Task inputs:
..............................
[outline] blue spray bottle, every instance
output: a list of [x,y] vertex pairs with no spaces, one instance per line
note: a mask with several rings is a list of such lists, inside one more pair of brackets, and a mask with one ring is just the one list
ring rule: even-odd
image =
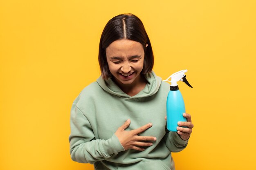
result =
[[[164,80],[171,83],[166,102],[166,120],[167,129],[173,132],[177,131],[178,121],[186,121],[186,118],[183,116],[183,113],[186,113],[184,101],[177,82],[180,80],[193,88],[186,78],[185,73],[187,71],[187,70],[178,71]],[[170,78],[171,81],[168,80]]]

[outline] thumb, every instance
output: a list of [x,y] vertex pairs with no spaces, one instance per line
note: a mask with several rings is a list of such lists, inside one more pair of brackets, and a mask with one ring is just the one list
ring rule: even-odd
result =
[[121,126],[121,127],[122,129],[124,129],[124,130],[125,130],[126,128],[127,128],[128,126],[129,126],[129,125],[130,125],[130,122],[131,121],[130,119],[126,120],[126,122],[124,122],[124,124],[123,125]]

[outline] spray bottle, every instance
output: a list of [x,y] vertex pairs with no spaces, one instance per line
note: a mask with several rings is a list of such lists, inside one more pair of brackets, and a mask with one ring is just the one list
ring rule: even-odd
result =
[[[173,132],[177,131],[178,121],[187,121],[186,119],[183,116],[183,113],[186,113],[185,104],[182,96],[179,90],[177,82],[181,81],[193,88],[186,78],[185,73],[187,71],[187,70],[178,71],[164,80],[171,83],[166,102],[166,121],[167,129]],[[170,78],[171,78],[171,81],[168,80]]]

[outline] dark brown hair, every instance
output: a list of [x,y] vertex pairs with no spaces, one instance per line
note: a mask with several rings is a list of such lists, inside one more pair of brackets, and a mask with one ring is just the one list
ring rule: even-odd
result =
[[[112,76],[107,62],[106,49],[114,41],[123,39],[137,41],[142,44],[145,57],[141,73],[145,75],[152,71],[154,65],[153,51],[142,22],[131,13],[120,14],[108,21],[101,37],[99,63],[101,76],[104,79]],[[146,48],[147,44],[148,45]]]

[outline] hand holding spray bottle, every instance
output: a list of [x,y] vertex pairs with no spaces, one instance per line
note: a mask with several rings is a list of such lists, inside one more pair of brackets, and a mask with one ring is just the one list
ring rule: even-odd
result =
[[[171,83],[166,102],[167,129],[170,131],[177,132],[178,122],[187,121],[183,116],[183,113],[186,113],[185,104],[182,96],[179,90],[177,82],[181,81],[193,88],[186,78],[185,73],[187,71],[187,70],[178,71],[164,80]],[[171,81],[168,80],[170,78],[171,78]]]

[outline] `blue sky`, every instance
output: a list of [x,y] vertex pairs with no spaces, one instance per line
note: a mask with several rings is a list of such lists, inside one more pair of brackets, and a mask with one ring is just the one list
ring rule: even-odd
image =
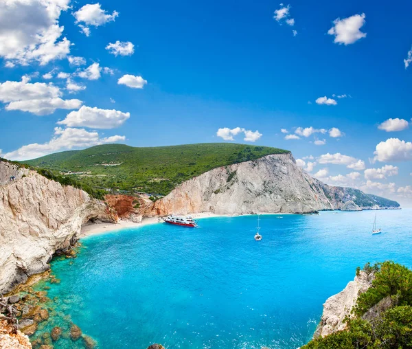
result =
[[[111,141],[250,143],[292,150],[330,184],[410,202],[412,67],[404,60],[412,49],[412,3],[23,3],[0,5],[3,156],[23,159]],[[64,30],[56,41],[46,37],[58,26]],[[106,47],[117,41],[133,49],[113,54]],[[70,64],[69,56],[85,64]],[[87,70],[93,64],[97,69]],[[315,102],[323,97],[331,105]],[[50,103],[65,109],[53,111]],[[396,120],[379,129],[389,119]],[[217,135],[224,128],[251,131],[254,142],[223,130],[234,139],[225,141]],[[330,137],[332,128],[342,135]]]

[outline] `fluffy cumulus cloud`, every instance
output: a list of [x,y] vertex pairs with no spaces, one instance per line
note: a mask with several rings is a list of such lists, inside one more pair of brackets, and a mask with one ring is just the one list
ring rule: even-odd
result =
[[295,133],[299,136],[308,137],[314,133],[326,133],[326,130],[325,128],[314,128],[312,126],[306,127],[305,128],[303,127],[298,127],[296,128]]
[[130,117],[130,113],[82,106],[78,111],[70,112],[64,120],[59,121],[58,124],[69,127],[108,129],[122,126]]
[[124,85],[132,89],[143,89],[148,82],[141,76],[135,76],[134,75],[124,75],[117,80],[117,84]]
[[366,179],[385,179],[387,177],[398,174],[399,168],[392,165],[385,165],[380,168],[368,168],[365,170]]
[[80,78],[87,80],[98,80],[101,76],[102,67],[99,63],[93,63],[83,70],[78,71],[76,74]]
[[333,27],[328,31],[330,35],[334,35],[334,43],[350,45],[358,40],[365,38],[366,33],[360,31],[365,23],[365,15],[354,14],[350,17],[341,19],[338,18],[333,21]]
[[319,164],[333,164],[334,165],[345,165],[347,168],[360,170],[365,170],[365,161],[354,157],[343,155],[340,153],[335,154],[323,154],[318,159]]
[[376,146],[374,161],[381,162],[412,160],[412,142],[389,138]]
[[87,36],[90,35],[90,26],[98,27],[115,21],[119,13],[113,11],[111,14],[102,8],[99,3],[88,3],[73,14],[76,23]]
[[408,56],[406,59],[404,59],[404,63],[405,64],[405,69],[409,67],[409,65],[412,62],[412,49],[408,51]]
[[0,83],[0,101],[8,103],[8,111],[21,111],[38,115],[54,113],[56,109],[76,109],[82,104],[79,100],[62,100],[60,89],[53,84],[29,82],[23,76],[21,81]]
[[315,146],[324,146],[325,144],[326,144],[326,139],[315,139],[315,141],[313,143]]
[[286,139],[286,141],[288,141],[290,139],[300,139],[300,137],[299,137],[297,135],[286,135],[285,136],[285,139]]
[[42,65],[65,58],[70,41],[62,38],[58,19],[70,0],[0,1],[0,57],[5,66]]
[[119,41],[115,43],[110,43],[106,46],[111,54],[115,56],[131,56],[135,53],[135,45],[130,41]]
[[223,127],[222,128],[219,128],[218,132],[216,132],[216,135],[222,138],[225,141],[234,141],[235,139],[233,137],[241,133],[244,134],[243,140],[246,142],[256,142],[262,136],[262,133],[260,133],[258,130],[255,131],[252,131],[251,130],[247,130],[246,128],[240,127],[235,127],[234,128]]
[[324,97],[319,97],[315,102],[317,104],[336,105],[338,104],[335,100],[328,98],[325,95]]
[[336,127],[332,127],[329,130],[329,137],[332,137],[332,138],[339,138],[343,135],[344,133]]
[[119,135],[100,138],[97,132],[88,132],[84,128],[56,127],[54,135],[49,142],[42,144],[33,143],[23,146],[5,154],[4,157],[10,160],[27,160],[73,148],[87,148],[98,144],[123,142],[125,139],[124,136]]
[[70,65],[78,67],[79,65],[84,65],[86,64],[86,59],[83,57],[76,57],[74,56],[69,56],[67,57],[69,63]]
[[404,120],[396,117],[396,119],[388,119],[378,126],[378,128],[387,132],[400,131],[407,128],[409,123]]

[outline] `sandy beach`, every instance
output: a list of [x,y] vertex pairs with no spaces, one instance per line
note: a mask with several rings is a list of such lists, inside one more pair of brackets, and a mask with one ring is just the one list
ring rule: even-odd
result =
[[[291,214],[287,213],[269,213],[261,212],[260,214]],[[188,216],[192,216],[195,219],[211,217],[236,217],[238,216],[249,216],[249,214],[216,214],[211,212],[203,212],[192,214]],[[84,238],[91,235],[96,235],[99,234],[104,234],[108,232],[121,230],[126,228],[136,228],[139,227],[144,227],[149,224],[157,224],[159,223],[159,217],[144,218],[141,223],[132,222],[131,221],[119,219],[116,223],[88,223],[82,227],[80,238]]]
..............................
Written task:
Without the pictures, repeat the listing above exactly.

Exercise output:
[outline] blue spray bottle, every instance
output: a list of [x,y] vertex pairs with no spaces, one instance per line
note: a mask with several rings is a list of such lists, inside one more pair of brackets, and a mask with one ring is just the one list
ring rule: even-odd
image =
result =
[[[164,80],[171,83],[166,102],[166,120],[167,129],[173,132],[177,131],[178,121],[186,121],[186,118],[183,116],[183,113],[186,113],[184,101],[177,82],[180,80],[193,88],[186,78],[185,73],[187,71],[187,70],[178,71]],[[170,78],[171,81],[168,80]]]

[outline] thumb, every instance
output: a list of [x,y] vertex pairs with no spaces, one instance per line
note: a mask with several rings is a list of such lists, inside one more pair of brackets, and a mask with one ring is just the one list
ring rule: even-odd
result =
[[121,126],[121,127],[122,129],[124,129],[124,130],[125,130],[126,128],[127,128],[128,126],[129,126],[129,125],[130,125],[130,122],[131,121],[130,119],[126,120],[126,122],[124,122],[124,124],[123,125]]

[outline] spray bottle, every instance
output: a list of [x,y] vertex pairs with no spaces, one instance per line
note: a mask with several rings is a list of such lists, inside one more pair of brackets, and a mask with one ring is just the one list
ring rule: even-odd
result =
[[[173,132],[177,131],[178,121],[187,121],[186,119],[183,116],[183,113],[186,113],[185,104],[182,96],[179,90],[177,82],[181,81],[193,88],[186,78],[185,73],[187,71],[187,70],[178,71],[164,80],[171,83],[166,102],[166,121],[167,129]],[[170,78],[171,78],[171,81],[168,80]]]

[outline] dark brown hair, every instance
output: a list of [x,y] vertex pairs with no spaces, one instance per line
note: a mask with several rings is a list of such lists, inside one more pair of brackets, and a mask with one ring is just the one list
ring rule: even-odd
result =
[[[112,76],[107,62],[106,49],[114,41],[123,39],[137,41],[142,44],[145,57],[141,73],[145,75],[152,71],[154,65],[153,51],[142,22],[131,13],[120,14],[108,21],[101,37],[99,63],[101,76],[104,79]],[[146,48],[147,44],[148,45]]]

[outline] hand holding spray bottle, every instance
output: a list of [x,y] vertex pairs with no spaces, one instance per line
note: a mask with several rings is a list of such lists, inside one more pair of brackets, and a mask with one ring is just the one list
ring rule: even-odd
result =
[[[171,83],[166,102],[167,129],[170,131],[177,132],[178,122],[187,121],[183,116],[183,113],[186,113],[185,104],[182,96],[179,90],[177,82],[181,81],[193,88],[186,78],[185,73],[187,71],[187,70],[178,71],[164,80]],[[171,81],[168,80],[170,78],[171,78]]]

[outline] `blue sky`, every instance
output: a list of [x,y] vertex pairs with no spaces, one instance per line
note: a mask with several rings is a list of such lists, inside one more pair of brackets, and a mask with one ring is just the one list
ring rule: even-odd
image =
result =
[[[111,141],[250,143],[292,150],[330,184],[410,202],[412,67],[404,60],[412,49],[412,3],[23,3],[0,5],[3,156],[23,159]],[[64,30],[56,41],[46,37],[58,26]],[[106,47],[117,41],[133,49],[113,54]],[[70,64],[69,56],[85,64]],[[87,70],[93,64],[97,69]],[[315,102],[323,97],[331,105]],[[50,103],[65,109],[53,111]],[[396,120],[379,129],[389,119]],[[217,135],[224,128],[251,131],[254,142],[223,130],[234,139],[225,141]],[[330,137],[332,128],[342,135]]]

[outline] `fluffy cumulus cloud`, every instance
output: a list of [x,y] vertex pairs with no spaces, one instance per line
note: a mask with several rings is a list of such lists, inside one more pair of brackets, and a mask with one ring is just the one list
ring rule: even-odd
result =
[[295,133],[299,136],[308,137],[314,133],[326,133],[326,130],[325,128],[314,128],[312,126],[306,127],[305,128],[303,127],[298,127],[296,128]]
[[130,117],[130,113],[82,106],[78,111],[70,112],[64,120],[59,121],[58,124],[69,127],[108,129],[122,126]]
[[124,85],[132,89],[143,89],[148,82],[141,76],[135,76],[134,75],[124,75],[117,80],[117,84]]
[[366,179],[385,179],[387,177],[398,174],[399,168],[392,165],[385,165],[380,168],[368,168],[365,170]]
[[80,78],[87,80],[98,80],[101,76],[102,67],[99,63],[93,63],[83,70],[78,71],[76,74]]
[[333,27],[328,31],[330,35],[334,35],[334,43],[350,45],[358,40],[365,38],[366,33],[360,31],[365,23],[365,15],[354,14],[350,17],[341,19],[338,18],[333,21]]
[[319,164],[333,164],[334,165],[345,165],[347,168],[360,170],[365,170],[365,161],[354,157],[343,155],[340,153],[335,154],[323,154],[318,159]]
[[376,146],[374,161],[381,162],[412,160],[412,142],[389,138]]
[[87,36],[90,35],[90,26],[98,27],[115,21],[119,13],[113,11],[111,14],[102,8],[99,3],[88,3],[73,14],[76,23]]
[[408,56],[406,59],[404,59],[404,63],[405,64],[405,69],[409,67],[409,65],[412,62],[412,49],[408,51]]
[[0,83],[0,101],[8,103],[8,111],[21,111],[38,115],[54,113],[56,109],[76,109],[82,104],[79,100],[62,100],[60,89],[53,84],[29,82],[23,76],[21,81]]
[[315,146],[324,146],[325,144],[326,144],[326,139],[315,139],[315,141],[313,143]]
[[286,139],[286,141],[288,141],[290,139],[300,139],[300,137],[299,137],[297,135],[286,135],[285,136],[285,139]]
[[42,65],[65,58],[70,41],[62,38],[58,19],[70,0],[0,1],[0,57],[5,66]]
[[119,41],[115,43],[110,43],[106,46],[111,54],[115,56],[131,56],[135,53],[135,45],[130,41]]
[[223,127],[222,128],[219,128],[218,132],[216,132],[216,135],[222,138],[225,141],[234,141],[235,139],[233,137],[241,133],[244,134],[243,140],[246,142],[256,142],[262,136],[262,133],[260,133],[258,130],[255,131],[252,131],[251,130],[247,130],[246,128],[240,127],[235,127],[234,128]]
[[324,97],[319,97],[315,102],[317,104],[336,105],[338,104],[335,100],[328,98],[325,95]]
[[336,127],[332,127],[329,130],[329,137],[332,137],[332,138],[339,138],[343,135],[344,133]]
[[119,135],[100,138],[97,132],[88,132],[84,128],[56,127],[54,135],[49,142],[42,144],[33,143],[23,146],[5,154],[4,157],[10,160],[27,160],[73,148],[87,148],[98,144],[123,142],[125,139],[124,136]]
[[70,65],[78,67],[79,65],[84,65],[86,64],[86,59],[83,57],[76,57],[74,56],[69,56],[67,57],[69,63]]
[[404,120],[396,117],[396,119],[388,119],[378,126],[378,128],[387,132],[400,131],[407,128],[409,123]]

[outline] `sandy beach`, every instance
output: a list of [x,y] vertex pairs with no spaces, one instance per line
note: a mask with several rings is a list of such lists, inside one more pair of brackets, and a mask with one ring is just the one list
ring rule: even-odd
result =
[[[291,214],[287,213],[269,213],[261,212],[260,214]],[[188,216],[192,216],[195,219],[211,217],[236,217],[238,216],[249,216],[249,214],[216,214],[211,212],[203,212],[192,214]],[[84,238],[91,235],[96,235],[99,234],[104,234],[108,232],[121,230],[126,228],[136,228],[139,227],[144,227],[149,224],[157,224],[159,223],[159,217],[144,218],[141,223],[132,222],[131,221],[119,219],[116,223],[88,223],[82,227],[80,238]]]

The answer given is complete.